## Texte à lire
----------------------------------------

Les installations électriques nécessitent une réhabilitation et de nouveaux investissements au niveau de la production, du transport et de la distribution. À condition que la politique suive…

Vue aérienne de la capitale libanaise, Beyrouth, plongée dans le noir lors d’une coupure de courant, le 3 avril 2021 (AFP / Dylan COLLINS)

Instable depuis le début des années 1980, au plus fort de la guerre, le secteur de l’électricité subit aujourd’hui le coût de la crise monétaire, l’État n’étant plus en mesure d’acheter des carburants. En outre, la capacité des grandes ou petites centrales thermiques atteint 2000 Mégawatts, alors que la demande oscille entre 2500 MW en automne et au printemps, jusqu’à atteindre jusqu’à 3800 MW en été.
Après la production, la masse d’énergie est transportée au moyen de lignes de haute tension vers les sous-stations, avant d’être distribuée vers les consommateurs. Cette production est complétée par les générateurs de quartiers, et par des achats auprès de prestataires étrangers telles que la Syrie, ou encore la Turquie dont barges ont récemment quitté le littoral.

Un circuit défectueux

Concernant d’abord la production, Fadi Sawaya, un ingénieur spécialiste du secteur, souligne :  "La réhabilitation et l’extension des centrales de Zouk et de Jiyyé aurait permis de pallier à la location de barges dont la présence provisoire – le temps des travaux qui n’ont finalement pas eu lieu – a duré huit ans. Malgré l’agrandissement partiel de la centrale de Zouk, aujourd’hui dotée de 10 nouvelles petites unités, et la construction de 5 petites unités à Jiyyé, les résultats restent insuffisants car les grandes usines n’ont pas été réhabilitées. L’explosion au port de Beyrouth le 4 août 2020 a ajouté aux dégâts, détruisant la sous-station de l’EdL à Achrafieh. "

Le problème réside aussi au niveau du transport, inapte à suivre la production afin d’assurer une distribution équitable dans toutes les régions. La situation n’est pas meilleure au niveau de la distribution. En 2012, dans le cadre du projet DSP (distribution service provider), le pays a été découpé en trois grandes zones dont chacune était gérée par une société privée. Ces sociétés ont commencé à travailler afin d’assurer la maintenance du réseau de distribution et la collecte des factures.

----------------------------------------

## Données fournies
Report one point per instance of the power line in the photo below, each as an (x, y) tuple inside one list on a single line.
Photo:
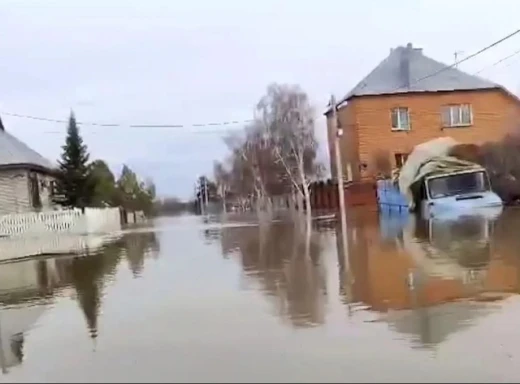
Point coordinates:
[(498, 62), (95, 124)]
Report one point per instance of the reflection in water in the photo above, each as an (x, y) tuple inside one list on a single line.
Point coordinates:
[(274, 256), (398, 281), (28, 287), (430, 278)]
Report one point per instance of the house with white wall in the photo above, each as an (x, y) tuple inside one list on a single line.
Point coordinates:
[(26, 177)]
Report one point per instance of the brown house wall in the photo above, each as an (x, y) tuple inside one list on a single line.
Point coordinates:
[(367, 124)]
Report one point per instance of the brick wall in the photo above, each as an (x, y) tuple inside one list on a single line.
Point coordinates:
[(367, 123)]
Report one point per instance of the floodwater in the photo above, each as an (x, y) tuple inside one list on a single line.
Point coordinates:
[(195, 301)]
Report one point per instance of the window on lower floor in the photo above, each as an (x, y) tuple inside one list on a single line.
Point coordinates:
[(460, 115), (400, 159), (400, 119), (34, 191)]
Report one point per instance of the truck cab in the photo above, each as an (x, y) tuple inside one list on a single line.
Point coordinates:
[(452, 192)]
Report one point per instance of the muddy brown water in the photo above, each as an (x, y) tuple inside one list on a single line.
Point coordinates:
[(193, 301)]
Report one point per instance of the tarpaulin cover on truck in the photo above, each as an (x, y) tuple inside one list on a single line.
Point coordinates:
[(428, 159)]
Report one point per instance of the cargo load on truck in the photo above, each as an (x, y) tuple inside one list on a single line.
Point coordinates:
[(433, 176)]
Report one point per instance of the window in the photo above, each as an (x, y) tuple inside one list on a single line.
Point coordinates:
[(457, 115), (458, 184), (400, 119), (400, 159)]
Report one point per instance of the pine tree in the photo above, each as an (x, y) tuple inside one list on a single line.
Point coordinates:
[(73, 185)]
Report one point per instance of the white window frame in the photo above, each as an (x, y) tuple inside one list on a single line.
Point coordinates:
[(400, 126), (456, 112)]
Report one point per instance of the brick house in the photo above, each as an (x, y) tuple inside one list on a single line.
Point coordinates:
[(410, 98), (25, 177)]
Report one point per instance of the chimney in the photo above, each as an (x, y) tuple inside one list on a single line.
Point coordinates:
[(405, 65)]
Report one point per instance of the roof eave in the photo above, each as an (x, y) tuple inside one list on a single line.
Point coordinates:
[(495, 87), (29, 167)]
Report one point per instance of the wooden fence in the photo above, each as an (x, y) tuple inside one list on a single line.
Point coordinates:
[(324, 194)]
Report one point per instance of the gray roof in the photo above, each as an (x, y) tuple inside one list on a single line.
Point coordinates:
[(406, 69), (13, 152)]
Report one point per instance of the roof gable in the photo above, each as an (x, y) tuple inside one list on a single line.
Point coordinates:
[(14, 152), (406, 69)]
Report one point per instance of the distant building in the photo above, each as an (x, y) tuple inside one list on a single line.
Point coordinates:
[(410, 98), (26, 180)]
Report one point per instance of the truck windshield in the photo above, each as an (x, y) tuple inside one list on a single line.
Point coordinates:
[(457, 184)]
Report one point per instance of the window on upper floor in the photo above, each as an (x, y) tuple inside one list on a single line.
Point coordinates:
[(457, 115), (400, 159), (400, 119)]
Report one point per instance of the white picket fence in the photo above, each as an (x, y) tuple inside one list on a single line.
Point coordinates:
[(71, 222)]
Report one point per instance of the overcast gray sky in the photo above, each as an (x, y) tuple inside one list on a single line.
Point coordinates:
[(204, 61)]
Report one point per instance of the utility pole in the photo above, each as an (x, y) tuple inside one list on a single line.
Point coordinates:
[(339, 170), (206, 197), (199, 196)]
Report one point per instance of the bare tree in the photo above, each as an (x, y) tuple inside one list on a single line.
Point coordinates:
[(287, 119)]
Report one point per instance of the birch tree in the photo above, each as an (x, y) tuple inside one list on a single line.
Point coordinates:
[(288, 118)]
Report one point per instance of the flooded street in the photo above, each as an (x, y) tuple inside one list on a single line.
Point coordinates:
[(194, 301)]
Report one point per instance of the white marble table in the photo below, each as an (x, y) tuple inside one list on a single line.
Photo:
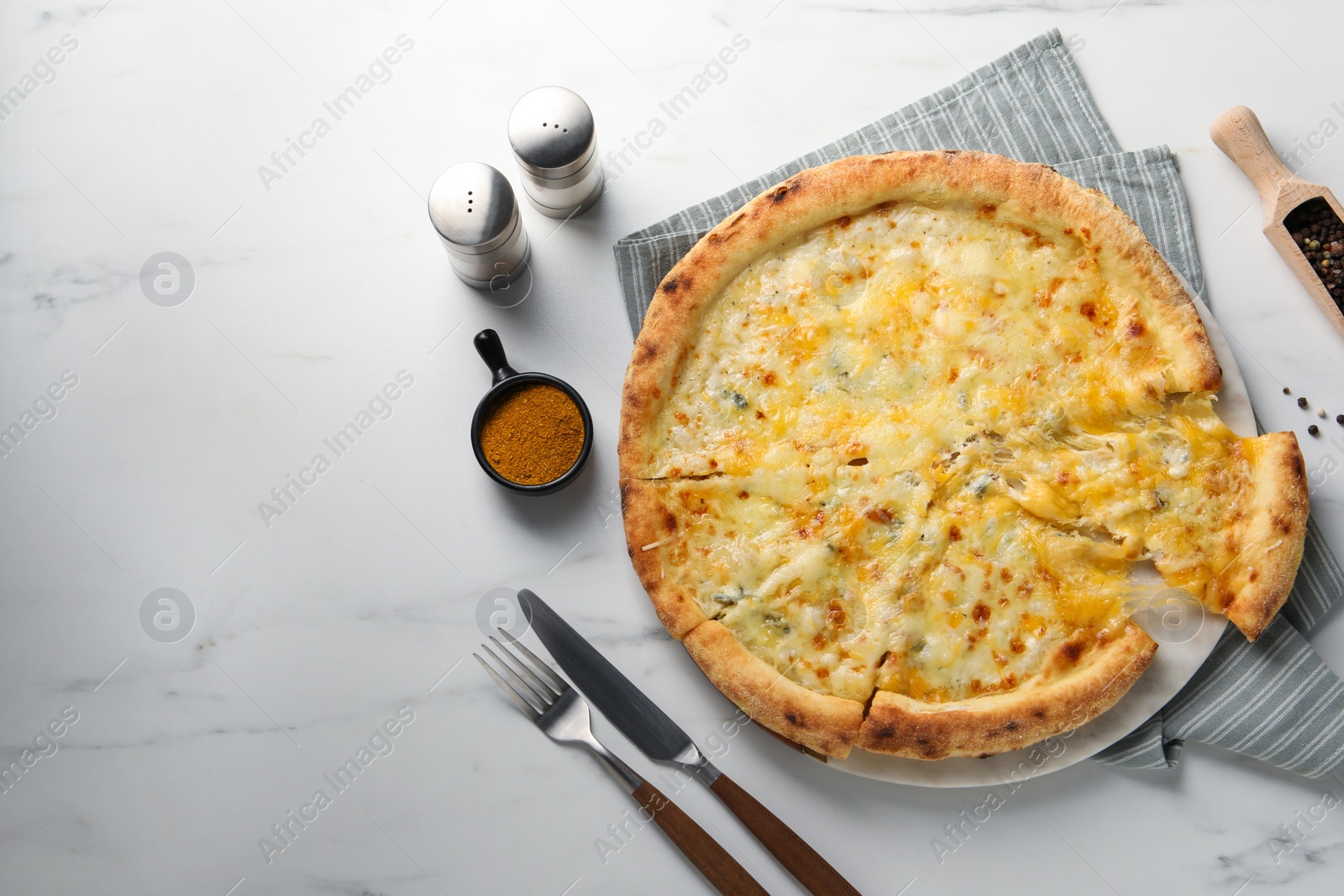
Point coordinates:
[(315, 289)]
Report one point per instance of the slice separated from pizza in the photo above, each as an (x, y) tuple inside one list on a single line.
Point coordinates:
[(895, 436)]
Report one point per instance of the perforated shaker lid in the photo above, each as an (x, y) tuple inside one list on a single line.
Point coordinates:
[(474, 207), (551, 132)]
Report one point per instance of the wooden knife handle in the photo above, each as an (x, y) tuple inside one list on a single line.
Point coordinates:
[(803, 862), (1242, 139), (712, 860)]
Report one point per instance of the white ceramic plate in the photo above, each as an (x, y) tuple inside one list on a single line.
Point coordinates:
[(1186, 634)]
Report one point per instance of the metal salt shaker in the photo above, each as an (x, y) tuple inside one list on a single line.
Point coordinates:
[(555, 147), (476, 214)]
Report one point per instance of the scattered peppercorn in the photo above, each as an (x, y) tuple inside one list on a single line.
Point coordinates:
[(1320, 234), (534, 434)]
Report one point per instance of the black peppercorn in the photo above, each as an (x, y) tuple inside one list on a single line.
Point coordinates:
[(1319, 234)]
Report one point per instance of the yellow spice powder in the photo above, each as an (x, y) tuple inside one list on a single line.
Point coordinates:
[(534, 434)]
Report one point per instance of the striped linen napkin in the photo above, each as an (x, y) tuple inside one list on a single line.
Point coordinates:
[(1273, 699)]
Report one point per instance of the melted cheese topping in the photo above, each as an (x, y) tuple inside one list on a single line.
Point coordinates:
[(920, 450)]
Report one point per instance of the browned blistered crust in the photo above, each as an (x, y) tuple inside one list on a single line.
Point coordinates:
[(1089, 676), (1257, 584)]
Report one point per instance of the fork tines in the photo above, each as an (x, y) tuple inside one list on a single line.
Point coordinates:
[(534, 687)]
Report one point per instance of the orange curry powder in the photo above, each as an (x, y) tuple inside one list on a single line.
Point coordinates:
[(534, 434)]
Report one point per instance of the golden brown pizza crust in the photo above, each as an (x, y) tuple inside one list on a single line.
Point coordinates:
[(649, 526), (1077, 687), (1270, 537), (853, 186), (819, 721), (1085, 679)]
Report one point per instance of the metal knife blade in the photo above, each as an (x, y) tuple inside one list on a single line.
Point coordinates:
[(625, 705)]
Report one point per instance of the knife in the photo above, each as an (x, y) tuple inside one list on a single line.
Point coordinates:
[(652, 731)]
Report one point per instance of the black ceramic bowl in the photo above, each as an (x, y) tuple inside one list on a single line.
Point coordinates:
[(504, 379)]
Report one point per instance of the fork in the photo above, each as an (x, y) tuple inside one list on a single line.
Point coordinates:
[(564, 716)]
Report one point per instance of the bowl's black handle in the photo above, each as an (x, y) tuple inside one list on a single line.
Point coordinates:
[(492, 352)]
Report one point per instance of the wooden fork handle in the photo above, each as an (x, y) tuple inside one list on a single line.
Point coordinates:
[(803, 862), (712, 860)]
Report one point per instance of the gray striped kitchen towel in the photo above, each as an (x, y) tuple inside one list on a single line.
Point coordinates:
[(1273, 699)]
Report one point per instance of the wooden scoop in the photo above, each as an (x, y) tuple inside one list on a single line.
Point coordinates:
[(1238, 134)]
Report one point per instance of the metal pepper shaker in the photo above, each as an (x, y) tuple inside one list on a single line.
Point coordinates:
[(555, 147), (476, 215)]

----------------------------------------

## Consignes de l'exercice
- a) D'après le texte sur l'électricité au Liban, quelle sous-station de l'EdL a été détruite par l'explosion au port de Beyrouth le 4 août 2020 ?
- b) Poursuivez le texte sur l'électricité au Liban à partir de sa dernière phrase.
Les lignes ne sont pas nécessaires pour cet exercice.

## Résultats
- a) La sous-station d'Achrafieh.

- b)
Le découpage du pays en 3 grandes régions dans le cadre du projet DSP

Néanmoins les KPI (key performance indicators) ont mis en lumière une mauvaise gestion des contrats. Les pourcentages de vol de courant et de factures impayées n’ont pas été améliorés : pour 100 Kilowatts-heure produits, seuls 55 KWh sont collectés en moyenne, qui plus est avec du retard.
Pour Fadi Sawaya,  "une révision des contrats avec les sociétés DSP est nécessaire dans les prochains mois. Cela pourrait par exemple consister à ramener tout ou une partie de la charge à l’EdL ; à réajuster le taux de la livre libanaise (toujours à 1500) par rapport au dollar ; et à élargir la répartition au-delà de trois régions afin de gagner en efficacité. "

L’absence de volonté politique

Il reste que le problème électrique est avant tout un problème politique. Exemple,  "en 2013, le projet Deir Amar 2 a été confié à une société dans le but d’augmenter la capacité de production. Il n’a cependant pas pu voir le jour en raison d’un différend entre les ministères de l’Énergie et des Finances, renvoyant à des conflits politiques, chaque camp refusant que le camp adverse en tire crédit ", indique Fadi Sawaya.
 "De même, en 2017, un projet de 12 fermes d’énergies renouvelables capables de produire 15 MW, financé, construit, et mis en œuvre entièrement par le secteur privé, a été soumis au ministère de l’Énergie avec l’appui de la communauté européenne. Mais une fois de plus, la décision a fait défaut au niveau étatique, " poursuit-il.
Le secteur de l’énergie est en outre gangréné par la corruption, certains hauts placés tirant de juteux profits du soutien de l’État, évalué à un à deux milliards par an depuis 15 ans, et constituant 40% de la dette publique. Enfin, le commerce des carburants via le port – moins contrôlable qu’à travers un pipeline – engendrerait des gains considérables pour les trafiquants.
Fadi Sawaya conclut :  "La question de l’électricité serait facile à régler dans un pays de l’importance d’un arrondissement en Europe, si une réelle volonté politique était déployée. "
Par exemple, pour pallier au manque d’électricité – et dès lors qu’il n’est pas possible d’acheminer une forte puissance dans certaines régions – Fadi Sawaya suggère la construction de petites unités moins couteuses, plus proches du consommateur, éparpillées entre les sous-stations de l’EdL présentes sur le territoire, en plus de la mise à contribution des générateurs privés appartenant aux grandes sociétés.
La seule solution, provisoire et très partielle, envisagée aujourd’hui est l’importation directe d’électricité de la Jordanie via la Syrie et l’importation de gaz d’Égypte à travers un gazoduc passant par la Jordanie et la Syrie en vue d’alimenter la centrale de Deir Ammar. Une initiative qui devrait déboucher en mars prochain, mais qui, au meilleur des cas, fournirait au total 10 heures de courant, le niveau qui était établi en 2018.